=== Source excerpt ===

[pmwiki-users] Conditional Directive based on time - standards

Neil Herber nospam at eton.ca
Thu Oct 13 10:47:33 CDT 2005


My comments interspersed below ...

At 2005-10-13  10:04 AM -0500, Patrick R. Michaud is rumored to have said:
>AFAIK, both of the existing calendar recipes (PmCal and WikiCalendar)
>produces page names in the form yyyymmdd, so I think we ought to
>stick with that format, or at least make sure it's allowed.  In
>particular, it might be nice to be able to write something like
>
>     (:if date {$Name}:) Today's events: (:if:)
>
>so that "Today's events" only displays on the page corresponding to
>the current date.
>
>However, I don't have a problem with setting the date code to
>ignore non-digit characters altogether, so that one can write any
>of 20051014, 2005-10-14, 2005/10/14, or 2005.10.14 and have things
>work out correctly.

For all the obvious benefits, I use ISO-formatted dates whenever 
possible. To conserve space I use 20051013. To make things more 
readable, I use 2005-10-13. If either or both worked, that would be great.

At the risk of creeping featuritis, perhaps there could be a 
(:datespaced:) directive that could convert 20051013 to 2005-10-13 
for display. Not sure how to distinguish between dates and other sets 
of numbers ....

=== Information shown ===

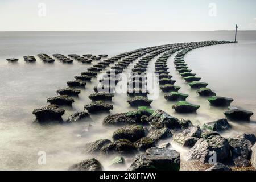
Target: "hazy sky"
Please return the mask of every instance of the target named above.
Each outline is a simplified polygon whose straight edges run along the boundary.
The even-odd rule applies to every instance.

===

> _Work to do_:
1 – According to the mailing-list post, which two calendar recipes produce page names in the form yyyymmdd?
2 – Condense the paragraph of the mailing-list post that begins "For all the obvious benefits" into one shorter sentence that keeps its main facts.
Rely only on the mailing-list post, not on the data.

> _Solution set_:
1 – PmCal and WikiCalendar.

2 – The writer uses ISO-formatted dates whenever possible, 20051013 to save space and 2005-10-13 for readability, and would welcome either or both working.